*What this exercise asks:*
[a] Which roles does the sermon transcript say Christ gave to equip his people? List every one.
[b] Can you rewrite the sermon transcript's paragraph beginning "Love God, live according" as a short bulleted list?
[c] Could you pick up the sermon transcript after its final sentence and keep it going?

*Source extract:*

▽

It's kind of long, but the much more condensed version of the treatment plan.

The much more condensed version of self-brain surgery in the Bible is in Philippians chapter 4.

Paul breaks it down in 6 through 8 and basically gives you, hey,

if you're anxious, pray more and think about better stuff.

That's the bottom line. There's even a more condensed version in Romans 12 too

where Paul says, hey, don't be conformed to the way the world wants you to think.

Be transformed by renewing your mind.

Test and improve the things you think about and find the ones that are good,

perfect, and pleasing to God, and you'll be happier.

That's the really super condensed. So there's always sort of three versions,

or there's three sort of versions here of this idea of self-brain surgery in the Bible.

But Philippians 4, I'm sorry, Ephesians 4, Ephesians chapter 4,

is where Paul really unpacks it.

And this is a long, kind of a long passage, but I want you to see a couple of

important elements here.

First, he says, we're going to start down in, let's say, verse 11.

So Christ himself gave the apostles, the prophets, the evangelists,

the pastors and teachers to equip his people for works of service so that the

body of Christ may be built up.

You get that? You're built for works of service. You want to know what your purpose is?

Love God, live according to what he's called you to do and serve other people.

Then you'll find purpose and meaning in your life. So he says you're created to equip.

He gave all the teachers and the evangelists and the pastors and the teachers

to equip you to do works of service so that the body of Christ may be built

up until we all reach unity in the faith and in the knowledge of the Son of

God and become mature. Listen to this. This blew me away.

△

*Dataset records:*
▽

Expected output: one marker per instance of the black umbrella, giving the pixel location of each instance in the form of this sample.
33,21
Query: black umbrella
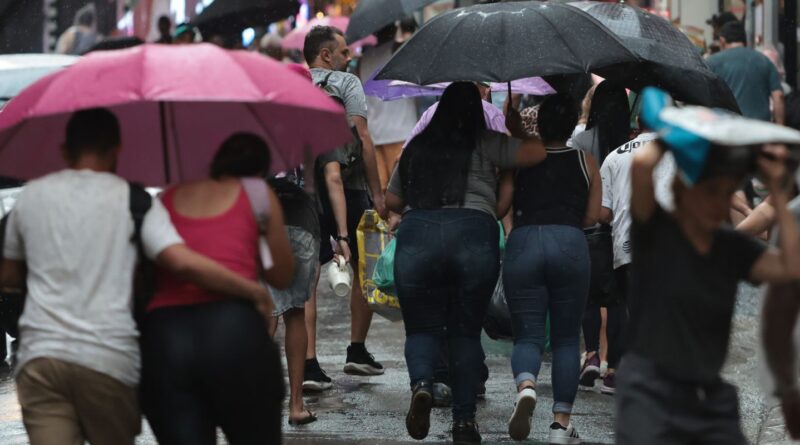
372,15
501,42
225,17
670,60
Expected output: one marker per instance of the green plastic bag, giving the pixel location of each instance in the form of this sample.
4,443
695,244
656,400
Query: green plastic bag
383,275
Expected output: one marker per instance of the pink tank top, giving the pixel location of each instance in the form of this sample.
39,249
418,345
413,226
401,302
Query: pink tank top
230,239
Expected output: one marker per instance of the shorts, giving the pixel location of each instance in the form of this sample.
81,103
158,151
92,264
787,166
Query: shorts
358,201
306,251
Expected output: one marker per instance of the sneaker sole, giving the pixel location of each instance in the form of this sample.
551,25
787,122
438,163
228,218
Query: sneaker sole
361,369
313,385
418,419
519,426
589,375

△

*Exercise results:*
[a] apostles, prophets, evangelists, pastors, teachers

[b]
- Love God
- Live as he has called you to
- Serve other people

[c]
Until we become mature, attaining to the whole measure of the fullness of Christ.

We're going to do some episodes coming up soon about quantum physics and string

theory and electromagnetism and all the different parts of our body and how they work together.

And this is going to start to help us understand how Jesus did some of the incredible

things that he did and how after Jesus' death, burial, and resurrection,

when the Holy Spirit came upon the disciples, they started being able to do

some of the things that he could do.

And I'm just going to point out to you, you. There are some physical changes

in your body that happen when the Holy Spirit gets a hold of you.

This sounds crazy, but I'm going to unpack it for you in coming months.

Trust me, we're going to go there. And this is what Paul's getting at here.

We're going to be equipped to do works of service until we reach unity in the

faith and become mature and attain to the whole measure of the fullness of Christ.

Christ says if you come after him, you die to yourself, you become like Like him, you get a new life.

You are transformed into something entirely new. And I would suggest that it's

you're gonna become more like how you were created to be in the first place.

And why? Paul says in verse 14, then we will no longer be infants,

tossed back and forth by the waves and blown here and there by every wind of

teaching and by the cunning and

craftiness of people and their deceitful scheming. Here's what happens.

Some new idea comes along. You see something new on Instagram.

Some new teacher comes along, some new politician comes along.

Millions of people grab onto what they're saying and they follow, follow, follow.

And before long, they realize this is nothing new. I'm just as unhappy as I

ever was. I'm not healthier. I don't feel better. I'm not happier.

Right. And then they go back and they try to find the next thing and the next

thing and the next thing. They're blown back and forth.

But what happens if you build your life on the one that never changes?

If you build your life on the one that's always true, then you're stronger.

You're not blown about like a like tossed back and forth by the waves,

Paul says in 14, what 15 says instead.

So the alternative to being blown around by every scheme that comes along,

15 instead, speaking the truth, the truth,

not a truth, not your truth or my truth, the truth in love, we will grow to

become in every respect the mature body of him who is the head that is Christ.

We're going to become like him.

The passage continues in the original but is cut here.